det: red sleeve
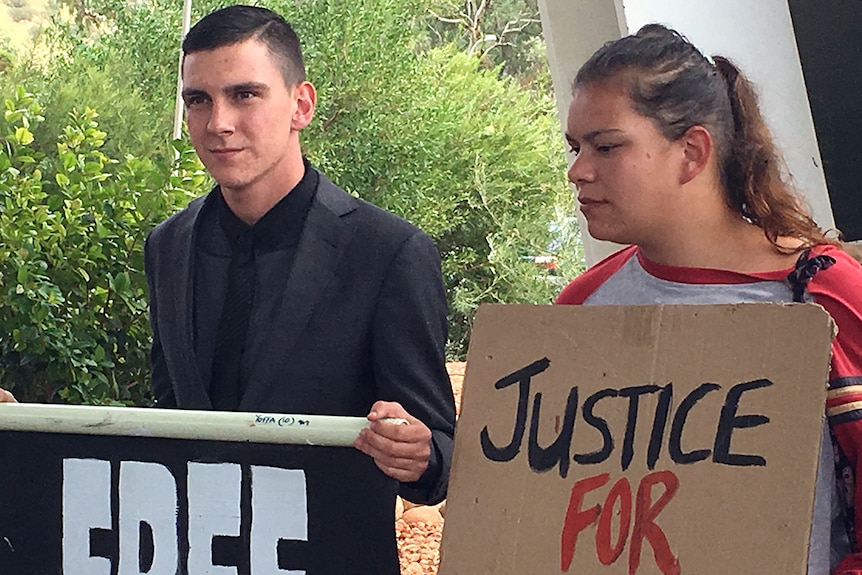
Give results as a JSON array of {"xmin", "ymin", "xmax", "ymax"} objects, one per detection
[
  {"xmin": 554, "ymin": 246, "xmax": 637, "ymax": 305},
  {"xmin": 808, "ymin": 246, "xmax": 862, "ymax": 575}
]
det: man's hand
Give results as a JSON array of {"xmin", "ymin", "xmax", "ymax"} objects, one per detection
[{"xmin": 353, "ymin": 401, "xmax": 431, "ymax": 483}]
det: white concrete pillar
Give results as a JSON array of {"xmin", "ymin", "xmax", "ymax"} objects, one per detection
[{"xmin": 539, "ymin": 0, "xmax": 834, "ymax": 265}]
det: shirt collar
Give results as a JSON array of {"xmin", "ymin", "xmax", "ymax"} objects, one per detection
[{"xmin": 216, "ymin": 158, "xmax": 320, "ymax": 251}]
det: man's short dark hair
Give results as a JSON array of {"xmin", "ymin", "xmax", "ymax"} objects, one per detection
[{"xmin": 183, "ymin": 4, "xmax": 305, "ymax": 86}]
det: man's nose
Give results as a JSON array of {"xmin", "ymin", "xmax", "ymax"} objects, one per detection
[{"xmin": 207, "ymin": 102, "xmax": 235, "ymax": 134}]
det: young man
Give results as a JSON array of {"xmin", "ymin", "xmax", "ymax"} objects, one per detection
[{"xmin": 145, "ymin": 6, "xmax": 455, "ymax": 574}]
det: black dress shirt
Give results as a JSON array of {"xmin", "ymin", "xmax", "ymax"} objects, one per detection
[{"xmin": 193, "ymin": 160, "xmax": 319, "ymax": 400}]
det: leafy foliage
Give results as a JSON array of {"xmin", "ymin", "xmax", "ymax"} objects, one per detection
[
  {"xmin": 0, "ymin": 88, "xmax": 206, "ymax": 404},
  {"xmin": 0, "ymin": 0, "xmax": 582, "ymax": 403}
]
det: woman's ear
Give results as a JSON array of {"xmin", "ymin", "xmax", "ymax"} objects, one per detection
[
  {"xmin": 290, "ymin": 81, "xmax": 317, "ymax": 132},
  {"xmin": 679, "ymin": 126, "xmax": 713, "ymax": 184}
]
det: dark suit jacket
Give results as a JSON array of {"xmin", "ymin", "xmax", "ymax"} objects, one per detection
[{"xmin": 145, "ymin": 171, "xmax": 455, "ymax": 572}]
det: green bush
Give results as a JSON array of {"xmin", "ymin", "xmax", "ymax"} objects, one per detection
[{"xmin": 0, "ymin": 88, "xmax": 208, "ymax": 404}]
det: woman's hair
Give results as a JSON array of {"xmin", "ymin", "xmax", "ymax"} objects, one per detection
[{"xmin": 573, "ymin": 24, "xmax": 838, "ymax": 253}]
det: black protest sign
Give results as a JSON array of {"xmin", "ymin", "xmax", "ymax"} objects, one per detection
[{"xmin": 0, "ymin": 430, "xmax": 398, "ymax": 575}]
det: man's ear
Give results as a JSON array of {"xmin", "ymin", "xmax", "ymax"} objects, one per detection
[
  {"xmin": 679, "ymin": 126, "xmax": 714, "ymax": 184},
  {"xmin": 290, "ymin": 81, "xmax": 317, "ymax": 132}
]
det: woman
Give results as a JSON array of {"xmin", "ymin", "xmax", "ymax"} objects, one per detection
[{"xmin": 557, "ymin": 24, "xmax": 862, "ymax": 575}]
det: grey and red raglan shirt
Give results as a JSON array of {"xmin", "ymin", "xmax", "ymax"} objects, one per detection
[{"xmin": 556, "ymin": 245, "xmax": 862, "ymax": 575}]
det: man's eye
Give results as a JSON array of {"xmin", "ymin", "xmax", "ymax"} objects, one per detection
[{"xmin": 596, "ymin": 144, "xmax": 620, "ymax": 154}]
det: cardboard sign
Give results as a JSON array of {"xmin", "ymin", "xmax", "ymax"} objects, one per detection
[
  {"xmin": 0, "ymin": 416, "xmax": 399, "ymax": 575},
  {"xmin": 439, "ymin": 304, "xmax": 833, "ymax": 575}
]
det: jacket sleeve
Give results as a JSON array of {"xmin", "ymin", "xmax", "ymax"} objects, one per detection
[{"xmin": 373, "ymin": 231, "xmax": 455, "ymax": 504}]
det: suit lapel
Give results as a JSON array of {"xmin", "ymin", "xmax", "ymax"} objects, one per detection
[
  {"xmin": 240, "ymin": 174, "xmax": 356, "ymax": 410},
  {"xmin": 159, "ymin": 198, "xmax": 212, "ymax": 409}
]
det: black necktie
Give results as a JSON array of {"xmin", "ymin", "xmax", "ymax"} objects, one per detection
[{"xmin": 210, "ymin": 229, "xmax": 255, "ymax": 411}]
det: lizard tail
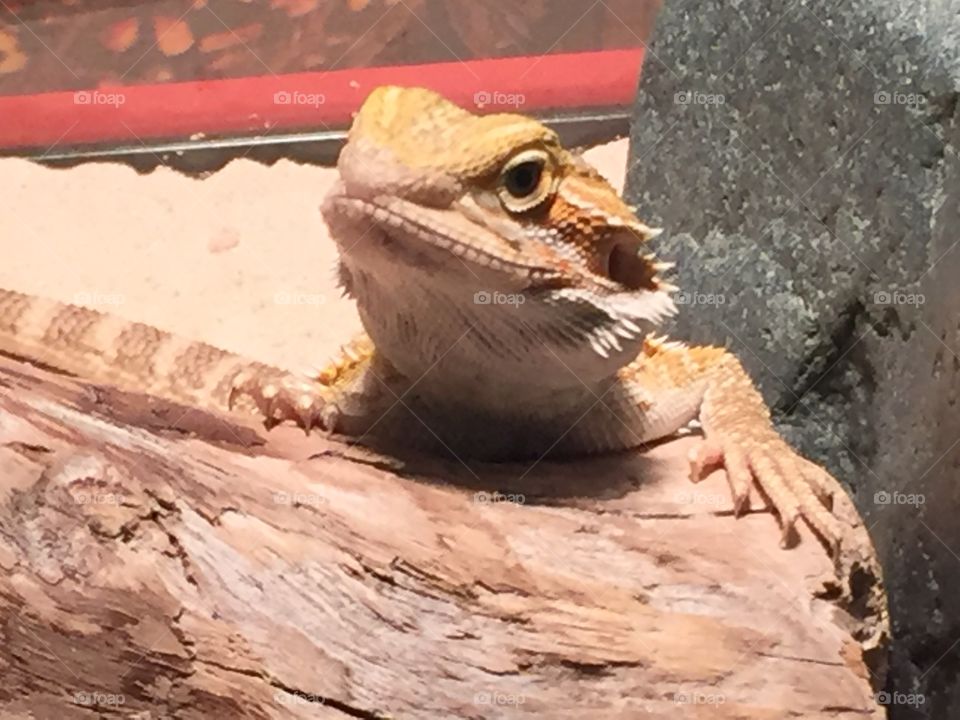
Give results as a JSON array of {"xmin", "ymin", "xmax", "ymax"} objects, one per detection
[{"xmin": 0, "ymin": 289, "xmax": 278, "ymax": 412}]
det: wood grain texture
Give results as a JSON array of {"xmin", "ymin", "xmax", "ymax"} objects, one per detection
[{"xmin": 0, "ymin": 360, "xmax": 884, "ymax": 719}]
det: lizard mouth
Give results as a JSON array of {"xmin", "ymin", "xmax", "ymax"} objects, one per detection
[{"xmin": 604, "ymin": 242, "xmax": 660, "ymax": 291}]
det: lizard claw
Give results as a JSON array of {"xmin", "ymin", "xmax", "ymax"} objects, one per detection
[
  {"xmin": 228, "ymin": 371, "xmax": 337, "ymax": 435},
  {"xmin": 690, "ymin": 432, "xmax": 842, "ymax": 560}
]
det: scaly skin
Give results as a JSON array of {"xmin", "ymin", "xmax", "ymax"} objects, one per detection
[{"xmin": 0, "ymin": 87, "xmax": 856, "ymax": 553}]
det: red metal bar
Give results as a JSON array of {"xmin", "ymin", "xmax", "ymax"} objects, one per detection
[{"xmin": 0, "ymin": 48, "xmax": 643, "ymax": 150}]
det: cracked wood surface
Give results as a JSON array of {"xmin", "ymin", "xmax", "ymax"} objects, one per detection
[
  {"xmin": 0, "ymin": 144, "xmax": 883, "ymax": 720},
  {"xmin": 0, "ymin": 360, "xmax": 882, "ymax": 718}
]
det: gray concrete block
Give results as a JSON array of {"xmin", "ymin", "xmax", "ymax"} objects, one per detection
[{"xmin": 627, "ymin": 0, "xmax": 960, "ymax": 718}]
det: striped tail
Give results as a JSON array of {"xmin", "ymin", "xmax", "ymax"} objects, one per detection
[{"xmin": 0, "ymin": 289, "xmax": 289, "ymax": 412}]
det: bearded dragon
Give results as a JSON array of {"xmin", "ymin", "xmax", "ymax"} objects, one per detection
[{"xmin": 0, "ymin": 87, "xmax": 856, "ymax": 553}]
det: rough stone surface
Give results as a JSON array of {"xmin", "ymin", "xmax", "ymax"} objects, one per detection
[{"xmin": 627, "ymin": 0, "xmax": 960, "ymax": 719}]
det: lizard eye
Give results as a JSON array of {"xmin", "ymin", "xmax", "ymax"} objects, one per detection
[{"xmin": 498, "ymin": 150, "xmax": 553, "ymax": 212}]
-*-
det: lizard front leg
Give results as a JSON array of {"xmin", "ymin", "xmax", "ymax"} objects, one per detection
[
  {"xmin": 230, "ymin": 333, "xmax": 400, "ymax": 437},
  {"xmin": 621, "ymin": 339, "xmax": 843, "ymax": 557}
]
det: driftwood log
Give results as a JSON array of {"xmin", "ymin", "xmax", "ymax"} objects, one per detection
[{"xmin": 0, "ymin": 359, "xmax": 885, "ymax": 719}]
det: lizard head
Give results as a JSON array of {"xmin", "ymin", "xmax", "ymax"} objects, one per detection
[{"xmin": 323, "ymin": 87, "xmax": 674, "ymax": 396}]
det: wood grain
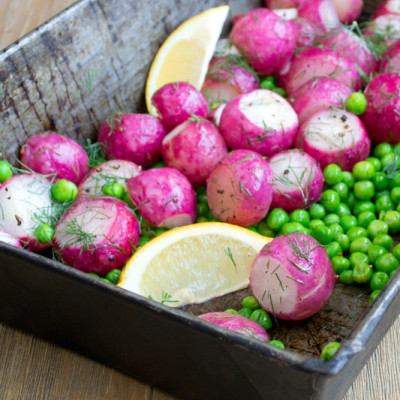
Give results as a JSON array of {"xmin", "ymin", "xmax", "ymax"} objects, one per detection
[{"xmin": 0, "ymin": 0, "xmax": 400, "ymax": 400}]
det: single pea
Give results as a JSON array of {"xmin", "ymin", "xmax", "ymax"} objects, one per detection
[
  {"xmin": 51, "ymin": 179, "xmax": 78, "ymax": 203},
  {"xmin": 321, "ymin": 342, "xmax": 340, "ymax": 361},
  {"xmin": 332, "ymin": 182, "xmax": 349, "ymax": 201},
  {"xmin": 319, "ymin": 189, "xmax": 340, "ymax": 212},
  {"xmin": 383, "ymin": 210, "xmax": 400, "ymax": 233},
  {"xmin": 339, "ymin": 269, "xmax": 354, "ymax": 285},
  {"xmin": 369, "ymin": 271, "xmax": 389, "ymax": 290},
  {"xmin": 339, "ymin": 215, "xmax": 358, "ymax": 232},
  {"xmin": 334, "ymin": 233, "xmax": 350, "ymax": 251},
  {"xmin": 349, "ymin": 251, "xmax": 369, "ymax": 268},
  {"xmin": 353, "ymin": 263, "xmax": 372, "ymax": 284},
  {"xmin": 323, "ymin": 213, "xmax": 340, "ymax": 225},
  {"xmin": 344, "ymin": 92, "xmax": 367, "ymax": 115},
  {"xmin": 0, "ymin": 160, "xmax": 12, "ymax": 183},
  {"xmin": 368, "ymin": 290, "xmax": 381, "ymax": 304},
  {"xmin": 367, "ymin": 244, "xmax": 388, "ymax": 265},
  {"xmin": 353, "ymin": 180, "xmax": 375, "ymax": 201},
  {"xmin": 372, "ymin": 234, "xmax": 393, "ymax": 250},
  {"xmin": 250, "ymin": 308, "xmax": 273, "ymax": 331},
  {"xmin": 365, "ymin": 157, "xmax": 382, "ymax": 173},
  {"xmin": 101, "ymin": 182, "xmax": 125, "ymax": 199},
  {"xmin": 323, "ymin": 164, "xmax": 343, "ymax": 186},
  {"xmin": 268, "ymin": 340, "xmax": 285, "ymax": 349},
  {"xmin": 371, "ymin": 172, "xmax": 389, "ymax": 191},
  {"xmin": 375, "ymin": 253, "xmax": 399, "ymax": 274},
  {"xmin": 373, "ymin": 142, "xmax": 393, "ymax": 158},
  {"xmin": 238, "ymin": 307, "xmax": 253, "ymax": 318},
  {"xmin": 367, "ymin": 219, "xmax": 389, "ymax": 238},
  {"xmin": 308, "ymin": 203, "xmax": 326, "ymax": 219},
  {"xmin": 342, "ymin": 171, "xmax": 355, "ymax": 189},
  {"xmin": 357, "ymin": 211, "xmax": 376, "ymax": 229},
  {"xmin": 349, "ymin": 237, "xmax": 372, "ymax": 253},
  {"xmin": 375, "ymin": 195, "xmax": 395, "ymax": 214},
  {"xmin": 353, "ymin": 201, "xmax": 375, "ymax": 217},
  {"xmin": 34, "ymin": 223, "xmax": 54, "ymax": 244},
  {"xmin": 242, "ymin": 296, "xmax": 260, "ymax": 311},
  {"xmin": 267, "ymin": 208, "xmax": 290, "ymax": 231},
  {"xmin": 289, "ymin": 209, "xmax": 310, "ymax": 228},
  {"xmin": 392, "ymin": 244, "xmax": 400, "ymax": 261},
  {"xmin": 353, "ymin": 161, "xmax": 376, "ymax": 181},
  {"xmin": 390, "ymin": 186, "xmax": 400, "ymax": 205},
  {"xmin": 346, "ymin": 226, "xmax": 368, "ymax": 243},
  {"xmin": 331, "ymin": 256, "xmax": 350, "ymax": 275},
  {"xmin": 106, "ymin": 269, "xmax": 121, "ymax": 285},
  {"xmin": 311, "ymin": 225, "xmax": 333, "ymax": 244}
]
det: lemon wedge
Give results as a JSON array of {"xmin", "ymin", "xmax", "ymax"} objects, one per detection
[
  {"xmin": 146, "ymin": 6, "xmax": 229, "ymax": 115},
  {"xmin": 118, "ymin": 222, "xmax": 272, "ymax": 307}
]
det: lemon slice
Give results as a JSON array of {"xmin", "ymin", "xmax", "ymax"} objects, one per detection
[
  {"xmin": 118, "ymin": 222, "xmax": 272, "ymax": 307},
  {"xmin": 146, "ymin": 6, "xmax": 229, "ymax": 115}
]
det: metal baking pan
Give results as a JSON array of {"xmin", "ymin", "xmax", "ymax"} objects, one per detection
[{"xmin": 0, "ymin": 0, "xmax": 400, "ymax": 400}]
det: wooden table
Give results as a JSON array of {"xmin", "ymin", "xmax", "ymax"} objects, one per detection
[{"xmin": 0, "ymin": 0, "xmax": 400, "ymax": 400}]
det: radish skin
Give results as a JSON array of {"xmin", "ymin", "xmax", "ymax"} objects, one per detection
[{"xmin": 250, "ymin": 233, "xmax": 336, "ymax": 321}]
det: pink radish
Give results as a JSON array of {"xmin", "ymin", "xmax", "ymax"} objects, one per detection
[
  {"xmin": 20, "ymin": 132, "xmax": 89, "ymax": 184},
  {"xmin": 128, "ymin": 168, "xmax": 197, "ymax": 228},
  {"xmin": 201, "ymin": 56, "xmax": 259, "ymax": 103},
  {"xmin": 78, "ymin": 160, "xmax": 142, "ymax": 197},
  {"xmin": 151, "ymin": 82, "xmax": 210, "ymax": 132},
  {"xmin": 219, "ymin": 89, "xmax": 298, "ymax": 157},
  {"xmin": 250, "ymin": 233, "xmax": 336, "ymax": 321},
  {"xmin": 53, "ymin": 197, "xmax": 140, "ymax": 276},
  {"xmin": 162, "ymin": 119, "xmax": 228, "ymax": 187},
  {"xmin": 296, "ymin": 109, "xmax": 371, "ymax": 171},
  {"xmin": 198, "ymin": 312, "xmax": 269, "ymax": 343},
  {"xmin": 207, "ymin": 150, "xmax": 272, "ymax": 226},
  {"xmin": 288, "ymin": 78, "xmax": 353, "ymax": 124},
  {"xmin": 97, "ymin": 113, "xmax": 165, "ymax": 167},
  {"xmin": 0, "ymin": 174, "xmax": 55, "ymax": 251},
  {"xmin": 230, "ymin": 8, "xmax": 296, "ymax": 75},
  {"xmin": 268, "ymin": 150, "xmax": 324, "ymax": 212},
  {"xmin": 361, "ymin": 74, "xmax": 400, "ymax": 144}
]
-*-
== Stated exercise ==
Count the lines in the records above that contain the word "woman", and reply with that number alone.

== Response to this exercise ==
3